DIRECTION |
Turn all the rows below into a JSON list of strings, with one string for each line and no blank lines.
—————
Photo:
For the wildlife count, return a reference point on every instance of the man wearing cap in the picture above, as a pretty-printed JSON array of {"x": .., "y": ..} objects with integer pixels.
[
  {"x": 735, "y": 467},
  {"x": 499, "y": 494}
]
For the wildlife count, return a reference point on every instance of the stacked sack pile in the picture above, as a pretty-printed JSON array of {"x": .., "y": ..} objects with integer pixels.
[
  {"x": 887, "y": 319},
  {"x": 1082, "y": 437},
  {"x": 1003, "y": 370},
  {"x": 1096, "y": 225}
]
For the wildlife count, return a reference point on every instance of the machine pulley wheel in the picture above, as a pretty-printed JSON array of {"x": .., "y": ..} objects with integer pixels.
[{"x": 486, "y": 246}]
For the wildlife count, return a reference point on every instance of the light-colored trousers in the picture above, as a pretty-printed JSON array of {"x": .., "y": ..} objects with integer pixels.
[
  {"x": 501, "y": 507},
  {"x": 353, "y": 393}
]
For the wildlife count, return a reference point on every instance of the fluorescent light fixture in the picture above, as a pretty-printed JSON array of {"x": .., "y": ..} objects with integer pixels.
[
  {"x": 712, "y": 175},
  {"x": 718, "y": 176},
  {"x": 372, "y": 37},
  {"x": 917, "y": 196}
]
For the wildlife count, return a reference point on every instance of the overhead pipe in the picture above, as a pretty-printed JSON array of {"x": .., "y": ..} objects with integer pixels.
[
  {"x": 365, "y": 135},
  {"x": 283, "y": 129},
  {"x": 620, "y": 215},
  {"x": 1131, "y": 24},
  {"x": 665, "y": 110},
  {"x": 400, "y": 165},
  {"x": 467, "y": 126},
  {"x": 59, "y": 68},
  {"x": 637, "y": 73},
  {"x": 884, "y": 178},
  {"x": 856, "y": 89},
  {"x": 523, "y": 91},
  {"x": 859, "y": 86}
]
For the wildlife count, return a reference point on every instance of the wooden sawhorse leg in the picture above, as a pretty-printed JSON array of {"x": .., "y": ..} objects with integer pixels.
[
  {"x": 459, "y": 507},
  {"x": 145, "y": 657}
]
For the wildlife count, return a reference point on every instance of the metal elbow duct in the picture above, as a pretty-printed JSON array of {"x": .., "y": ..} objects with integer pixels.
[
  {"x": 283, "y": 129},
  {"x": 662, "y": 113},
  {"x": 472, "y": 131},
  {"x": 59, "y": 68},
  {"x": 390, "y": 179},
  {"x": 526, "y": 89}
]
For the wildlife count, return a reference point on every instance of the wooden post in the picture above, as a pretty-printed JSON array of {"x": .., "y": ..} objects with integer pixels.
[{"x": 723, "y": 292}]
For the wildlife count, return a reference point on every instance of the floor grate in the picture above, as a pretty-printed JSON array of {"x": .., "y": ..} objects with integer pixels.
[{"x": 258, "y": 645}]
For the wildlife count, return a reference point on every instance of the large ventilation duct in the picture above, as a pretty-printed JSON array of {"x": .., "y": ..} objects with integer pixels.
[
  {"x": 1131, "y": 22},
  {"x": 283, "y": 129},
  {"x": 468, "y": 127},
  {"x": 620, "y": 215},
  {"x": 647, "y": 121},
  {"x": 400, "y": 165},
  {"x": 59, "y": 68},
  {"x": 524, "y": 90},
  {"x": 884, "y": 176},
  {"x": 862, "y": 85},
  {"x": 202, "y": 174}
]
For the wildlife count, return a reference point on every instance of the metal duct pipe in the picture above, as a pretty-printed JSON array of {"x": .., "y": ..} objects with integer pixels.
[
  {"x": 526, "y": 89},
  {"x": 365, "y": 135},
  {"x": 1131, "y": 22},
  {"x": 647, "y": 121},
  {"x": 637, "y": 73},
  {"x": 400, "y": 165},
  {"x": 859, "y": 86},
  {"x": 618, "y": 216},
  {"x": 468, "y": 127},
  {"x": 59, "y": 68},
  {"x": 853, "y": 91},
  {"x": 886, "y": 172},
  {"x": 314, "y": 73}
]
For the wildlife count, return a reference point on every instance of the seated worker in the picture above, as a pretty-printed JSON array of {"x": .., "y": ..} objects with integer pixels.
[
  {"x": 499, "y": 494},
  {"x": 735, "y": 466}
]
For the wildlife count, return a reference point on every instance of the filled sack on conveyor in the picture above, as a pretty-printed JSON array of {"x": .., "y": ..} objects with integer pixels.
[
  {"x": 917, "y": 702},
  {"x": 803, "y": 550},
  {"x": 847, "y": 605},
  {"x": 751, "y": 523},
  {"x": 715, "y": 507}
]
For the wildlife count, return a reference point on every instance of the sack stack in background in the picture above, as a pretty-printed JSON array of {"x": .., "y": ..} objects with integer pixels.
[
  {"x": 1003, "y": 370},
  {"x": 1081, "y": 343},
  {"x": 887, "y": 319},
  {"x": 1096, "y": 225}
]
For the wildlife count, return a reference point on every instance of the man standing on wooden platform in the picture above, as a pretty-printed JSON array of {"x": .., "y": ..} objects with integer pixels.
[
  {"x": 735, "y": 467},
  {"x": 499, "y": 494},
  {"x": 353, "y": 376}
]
—————
TASK ANSWER |
[
  "Photo:",
  "For the wildlife count, return a reference point on every instance of the man wearing cap in the picture above, as a pretty-printed JSON array of {\"x\": .., \"y\": ..} objects with integer pixels.",
  "[",
  "  {\"x\": 735, \"y\": 467},",
  "  {\"x\": 499, \"y\": 494}",
  "]",
  "For the wildlife count, return a reference point on every instance of the stacked sack pile in the picture above, as a pretty-printed JSON array of {\"x\": .., \"y\": ..} objects with integer pixels.",
  "[",
  "  {\"x\": 887, \"y\": 319},",
  "  {\"x\": 1082, \"y\": 437},",
  "  {\"x\": 1003, \"y\": 370},",
  "  {\"x\": 1096, \"y\": 225}",
  "]",
  "For the wildlife count, return a reference point on every instance of the machine pulley wheel in the picture above, as a pretty-printed JSON array of {\"x\": .., \"y\": ..} objects with integer pixels.",
  "[{\"x\": 486, \"y\": 246}]",
  "For the wildlife count, return a reference point on every instance of the light-colored trousers in the picture above, as a pretty-printed JSON array of {\"x\": .., \"y\": ..} objects with integer pixels.",
  "[",
  "  {\"x\": 501, \"y\": 507},",
  "  {\"x\": 353, \"y\": 393}",
  "]",
  "For the wildlife count, return a reference point on every instance of the fluorescent light fixture in the picture above, as a pretty-printed JSON array of {\"x\": .., \"y\": ..} objects with integer pixels.",
  "[",
  "  {\"x\": 712, \"y\": 175},",
  "  {\"x\": 718, \"y\": 176},",
  "  {\"x\": 372, \"y\": 37},",
  "  {\"x\": 917, \"y\": 196}",
  "]",
  "For the wildlife count, return a reference point on every instance of the overhead pipe in the picture above, as a pretty-printed JSON array of {\"x\": .., \"y\": ..} objects with integer pixels.",
  "[",
  "  {\"x\": 365, \"y\": 135},",
  "  {\"x\": 283, \"y\": 129},",
  "  {\"x\": 620, \"y\": 215},",
  "  {\"x\": 1131, \"y\": 24},",
  "  {\"x\": 665, \"y\": 110},",
  "  {\"x\": 400, \"y\": 165},",
  "  {\"x\": 467, \"y\": 126},",
  "  {\"x\": 59, \"y\": 68},",
  "  {\"x\": 637, \"y\": 73},",
  "  {\"x\": 884, \"y\": 178},",
  "  {\"x\": 856, \"y\": 89},",
  "  {\"x\": 523, \"y\": 91},",
  "  {\"x\": 859, \"y\": 86}",
  "]",
  "For the wildlife count, return a reference point on every instance of the wooden sawhorse leg in the picture above, as a pretty-printed JSON array of {\"x\": .., \"y\": ..} objects with integer pixels.",
  "[",
  "  {\"x\": 459, \"y\": 507},",
  "  {\"x\": 145, \"y\": 657}",
  "]",
  "For the wildlife count, return a reference point on every instance of the metal elbow duct in the picture above, as a pretty-printed JSON array of {\"x\": .., \"y\": ..} objects with integer pixels.",
  "[",
  "  {\"x\": 283, \"y\": 129},",
  "  {\"x\": 662, \"y\": 113},",
  "  {\"x\": 472, \"y\": 131},",
  "  {\"x\": 59, \"y\": 68},",
  "  {\"x\": 390, \"y\": 179},",
  "  {\"x\": 526, \"y\": 89}",
  "]",
  "For the wildlife count, return a reference point on every instance of the wooden post in the picture above, as a pretty-printed JSON array of {\"x\": .., \"y\": ..} objects with integer pixels.",
  "[{\"x\": 723, \"y\": 292}]",
  "For the wildlife count, return a reference point on every instance of the floor grate in the picture above, as a pretty-printed JSON array of {\"x\": .., \"y\": ..} objects with integer pixels.",
  "[{\"x\": 258, \"y\": 645}]",
  "For the wildlife count, return a reference point on every instance of the large ventilation duct in the picture above, as a pretty-printed JSON array of {\"x\": .., \"y\": ..} objects with integer pixels.",
  "[",
  "  {\"x\": 1131, \"y\": 22},",
  "  {\"x\": 283, \"y\": 129},",
  "  {\"x\": 468, \"y\": 127},",
  "  {\"x\": 620, \"y\": 215},",
  "  {\"x\": 647, \"y\": 121},",
  "  {\"x\": 400, \"y\": 165},",
  "  {\"x\": 59, \"y\": 68},",
  "  {\"x\": 524, \"y\": 90},",
  "  {\"x\": 884, \"y\": 176},",
  "  {\"x\": 862, \"y\": 85},",
  "  {\"x\": 202, \"y\": 174}",
  "]",
  "For the wildlife count, return a reference point on every instance of the metal duct pipe in the picture above, as a pretty-printed JSON array of {\"x\": .., \"y\": ..} objects with integer pixels.",
  "[",
  "  {\"x\": 526, \"y\": 89},",
  "  {\"x\": 365, \"y\": 135},",
  "  {\"x\": 1131, \"y\": 22},",
  "  {\"x\": 647, \"y\": 121},",
  "  {\"x\": 637, \"y\": 73},",
  "  {\"x\": 400, \"y\": 165},",
  "  {\"x\": 859, \"y\": 86},",
  "  {\"x\": 618, \"y\": 216},",
  "  {\"x\": 468, \"y\": 127},",
  "  {\"x\": 59, \"y\": 68},",
  "  {\"x\": 853, \"y\": 91},",
  "  {\"x\": 886, \"y\": 172},",
  "  {\"x\": 314, \"y\": 73}",
  "]",
  "For the wildlife count, return a reference point on every instance of the seated worker in the picture above, as a pretty-printed JSON array of {\"x\": .., \"y\": ..} objects with integer pixels.",
  "[",
  "  {\"x\": 499, \"y\": 494},",
  "  {\"x\": 735, \"y\": 466}",
  "]",
  "For the wildlife count, return a reference point on every instance of the filled sack on conveyor in the picture above, as a pretty-printed JSON array of {\"x\": .., \"y\": ..} objects with integer pixels.",
  "[",
  "  {\"x\": 917, \"y\": 702},",
  "  {\"x\": 803, \"y\": 550},",
  "  {\"x\": 847, \"y\": 605},",
  "  {\"x\": 751, \"y\": 523},",
  "  {\"x\": 715, \"y\": 507}",
  "]",
  "For the wildlife count, return a reference point on every instance of the sack stack in background in the picture above, as a pretty-printed JSON array of {\"x\": .., \"y\": ..} objects with integer pixels.",
  "[",
  "  {\"x\": 1003, \"y\": 370},",
  "  {\"x\": 1081, \"y\": 343},",
  "  {\"x\": 887, \"y\": 319},",
  "  {\"x\": 1096, \"y\": 225}",
  "]",
  "For the wildlife count, return a reference point on every instance of the man standing on wooden platform in the picture above, as a pretty-printed JSON array of {\"x\": .., \"y\": ..} objects with integer pixels.",
  "[",
  "  {\"x\": 735, \"y\": 467},",
  "  {\"x\": 499, \"y\": 494},",
  "  {\"x\": 353, \"y\": 376}",
  "]"
]